## TEKS SUMBER:
Ø  Dipandang dari syara’,  kemudahan dibagi menjadi lima macam :

1.      Hukum sunnah
Contoh : Mengqoshor shalat ketika safar jika sudah menempuh tiga marhalah menurut Imam Syafi’i.
2.      Hukum mubah
Contoh : akad salam. Hukum akad salam aslinya haram karena tidak adanya barang di Majlis dan jual beli tersebut tanpa ada wujud barangnya. Tapi karena adanya sebab ada hajat(kebutuhan) dari seseorang maka berubah hukumnya menjadi Mubah.
3.      Hukum wajib
Contoh : wajib makan bangkai ketika dikawatirkan kalau tidak makan akan meninggal.
4.      Hukum makruh
Contoh : Menurut Imam Syafi’i dua marhalah boleh melakukan qashar shalat tapi makhruh. Menurut imam Abu Hanifah tidah boleh.
5.      Hukum khilaful ‘aula
Contoh :  Shalat  di jama’ dengan berjamaah lebih baik daripada shalat di jama’ dengan sendirian. Shalat ifrad dengan sendirian lebih baik daripada shalat di jama’ dengan sendirian.



      QOIDAH IV

BAHAYA HARUS DIHILANGKAN


Qoidah-qoidah yang berhubungan :
1.      Keadaan dhorurot bisa memperbolehkan perkara yang haram
Tidak ada pengurangan dhorurot pada perkara yang diharamkan artinya orang yang dalam keadaan dhorurot tidak boleh menempatkan perkara haram sebagaimana perkara yang dihalalkan. Contoh : Berhenti atau mensudahi makan bangkai ketika seseorang sudah kenyang karena tidak boleh menempatkan perkara haram seperti perkara halal.

## TUGAS LATIHAN:
• a. Sebutkan semua macam hukum kemudahan menurut syara’ yang tercantum dalam teks tentang kaidah fikih itu.
• b. Salin bagian teks tentang kaidah fikih itu dari "1.      Hukum sunnah" sampai "sendirian lebih baik daripada shalat di jama’ dengan sendirian." tanpa perubahan apa pun.
• c. Teruskan teks tentang kaidah fikih itu, dimulai sesudah kalimat terakhirnya.
Data sesudah ini tidak perlu dipakai.

## DATA YANG DIBERIKAN:
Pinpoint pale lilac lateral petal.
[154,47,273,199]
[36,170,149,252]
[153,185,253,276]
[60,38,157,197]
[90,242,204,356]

## JAWABAN TUGAS:
• a. Hukum sunnah, hukum mubah, hukum wajib, hukum makruh, dan hukum khilaful ‘aula.

• b.
1.      Hukum sunnah
Contoh : Mengqoshor shalat ketika safar jika sudah menempuh tiga marhalah menurut Imam Syafi’i.
2.      Hukum mubah
Contoh : akad salam. Hukum akad salam aslinya haram karena tidak adanya barang di Majlis dan jual beli tersebut tanpa ada wujud barangnya. Tapi karena adanya sebab ada hajat(kebutuhan) dari seseorang maka berubah hukumnya menjadi Mubah.
3.      Hukum wajib
Contoh : wajib makan bangkai ketika dikawatirkan kalau tidak makan akan meninggal.
4.      Hukum makruh
Contoh : Menurut Imam Syafi’i dua marhalah boleh melakukan qashar shalat tapi makhruh. Menurut imam Abu Hanifah tidah boleh.
5.      Hukum khilaful ‘aula
Contoh :  Shalat  di jama’ dengan berjamaah lebih baik daripada shalat di jama’ dengan sendirian. Shalat ifrad dengan sendirian lebih baik daripada shalat di jama’ dengan sendirian.

• c.
2.      Perkara yang diperbolehkan karena dhorurot harus dikira-kirakan dengan kadar dhorurot. Contoh : sama seperti nomer satu.
3.      Dhorurot (bahaya) tidak bisa dihilangkan dengan bahaya yang lain. Contoh : Seumpama barang kita dighosob oleh orang lain, kemudian dalam hati ingin membalas dengan mencuri atau menghosob barang miliknya atau orang lain untuk menghilangkan dhoror yang lain.
4.      Jika ada pertentangan dua mafsadah maka yang diambil mafsadah yang lebih ringan. Contoh : Melakukan Qiyas terhadap Qaatil. Membunuh satu Qaatil untuk menyelamatkan orang banyak lebih baik daripada membiarkan si Qaatil tadi membunuh orang banyak lagi.
5.      Menolak  mafsadah lebih utama daripada menarik maslahat. Contoh : seorang tinggal di pondok berada di lantai empat dalam keadaan sakit, trus dia ingin turun untuk melaksanakan shalat jum’at, dalam hal ini orang tadi memilih untuk tidak melaksanakan shalat jum’at untuk menolak mafsadah2 yang timbul.
Bai’ ‘aroya  asalnya tidak boleh karena adanya sebab (dhorurot) yaitu adanya orang fakir yang bertanya kepada Rasulullah tentang masalah tsb, maka hukumnya menjadi boleh.
Li’an asalnya tidak boleh kecuali dengan mendatangkan saksi. Ketika seseorang tidak punya saksi otomatis dia dalam keadaan dhorurot dan hanya dirinya sendiri yang mengetahui akan perbuatannya maka orang tersebut boleh melakukan sumpah Li’an.

MENGALAH DALAM ‘IBADAH HUKUMNYA MAKRUH

Maksudnya  mengalah disini adalah mendahulukan orang lain daripada dirinya sendiri dalam masalah ‘ibadah.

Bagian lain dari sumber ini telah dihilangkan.